**WHAT IS ASKED**:
[1] Using the passage on concrete restoration below, answer these questions:
(a) For roughly how many days is the current applied in the restoration process?
(b) What is placed directly over the first layer of porous material on the concrete surface?
(c) What current is typical for impressed current cathodic protection?
[2] Translate this sentence from the passage on concrete restoration below into Spanish: "The increased usage of salt as a de-icing agent in freezing conditions has severely exacerbated the problem of chloride degradation of concrete structures."

---- PROVIDED TEXT

It is known that corrosion of steel in concrete can be reduced or halted by generating movement of ions within the concrete structure between an anode and a cathode defined by the conventional metal reinforcing members within the concrete. Techniques are available for cathodic protection in which sufficient current is generated to maintain an ongoing protection and for restoration in which the current is used for a relatively short time but at a sufficient value to cause restorative effects.
Various restorative effects can be obtained including particularly the extraction of chloride ions from the concrete which would otherwise cause corrosion of the metal reinforcement leading to degradation of this structure and spalling of the concrete material covering the reinforcing members. In this method an electrolyte is carried in a porous material between the outside surface of the concrete and the anode.
Examples of this method are shown and described in detail in a brochure by Norcure Chloride Removal Systems Inc. entitled “Is Salt Induced Corrosion Causing Problems with your Concrete Structures”, in a brochure by Vector Construction entitled “The Concrete Restoration and Protection Specialists” and in a brochure by “Fosroc/NCTAS” entitled “Norcure Desalination”. These brochures describe a technique which is used for various concrete structures including bridge decks and the brochure by Fosroc shows particularly a technique in which a bridge deck is restored using this anodic method.
In the brochure and as generally used in practice, after the concrete surface is exposed by removal of any covering layers, a porous material is laid down onto the upper surface and this receives an electrolyte. The porous material is then covered by a mesh type electrode in the form of wire netting which is then covered by a further layer of the porous material.
A current supply is connected between the mesh anode and the reinforcing steel of the concrete and over an extended period of many weeks this acts to cause the transfer of ions from the concrete material through the electrolyte to provide a restorative effect.
The increased usage of salt as a de-icing agent in freezing conditions has severely exacerbated the problem of chloride degradation of concrete structures.
Restoration of concrete using a temporary current is an entirely different process from impressed current cathodic protection. In the latter process, a small current typically of the order of 1-10 mAmps/sq meter is caused to flow continuously through the life of the concrete for the purpose of inhibiting corrosion.
The current used in the restoration process is strictly temporary for a period of the order of 20 to 90 days and has a value which of the order of 50 to 200 TIMES that of the continuous current. Thus the current in the restoration process may lie in the range 0.4 to 3.0 Amps/sq meter. In addition, the process of restoration must include a liquid electrolyte whereas the continuous process is typically dry. Therefore the types of anode and materials to be used are of an entirely different character.

--------
---- PROVIDED DATA

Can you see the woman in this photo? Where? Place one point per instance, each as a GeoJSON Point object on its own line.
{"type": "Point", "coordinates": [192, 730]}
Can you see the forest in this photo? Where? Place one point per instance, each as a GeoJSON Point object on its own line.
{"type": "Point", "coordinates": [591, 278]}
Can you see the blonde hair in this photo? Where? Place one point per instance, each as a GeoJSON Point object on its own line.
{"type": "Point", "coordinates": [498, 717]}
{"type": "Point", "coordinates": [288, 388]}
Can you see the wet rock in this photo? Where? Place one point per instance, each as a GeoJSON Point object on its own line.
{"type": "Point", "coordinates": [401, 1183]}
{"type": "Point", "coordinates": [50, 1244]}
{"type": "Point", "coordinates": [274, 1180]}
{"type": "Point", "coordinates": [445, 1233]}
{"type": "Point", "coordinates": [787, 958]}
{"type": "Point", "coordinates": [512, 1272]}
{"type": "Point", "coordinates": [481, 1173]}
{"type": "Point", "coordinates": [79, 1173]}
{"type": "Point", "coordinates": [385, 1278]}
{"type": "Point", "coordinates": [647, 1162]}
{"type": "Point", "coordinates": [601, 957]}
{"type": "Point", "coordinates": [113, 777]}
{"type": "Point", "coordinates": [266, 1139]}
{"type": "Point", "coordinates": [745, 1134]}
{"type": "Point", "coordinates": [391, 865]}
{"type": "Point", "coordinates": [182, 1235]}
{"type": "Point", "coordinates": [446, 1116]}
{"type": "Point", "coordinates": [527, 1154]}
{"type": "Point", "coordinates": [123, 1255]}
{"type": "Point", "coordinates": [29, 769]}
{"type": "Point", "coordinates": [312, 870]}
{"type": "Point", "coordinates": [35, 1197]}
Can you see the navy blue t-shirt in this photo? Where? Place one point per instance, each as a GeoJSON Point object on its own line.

--------

**RESPONSES PER TASK**:
[1]
(a) About 20 to 90 days.
(b) A mesh type electrode in the form of wire netting.
(c) About 1-10 mAmps/sq meter.

[2] El mayor uso de la sal como agente descongelante en condiciones de congelación ha agravado seriamente el problema de la degradación por cloruros de las estructuras de hormigón.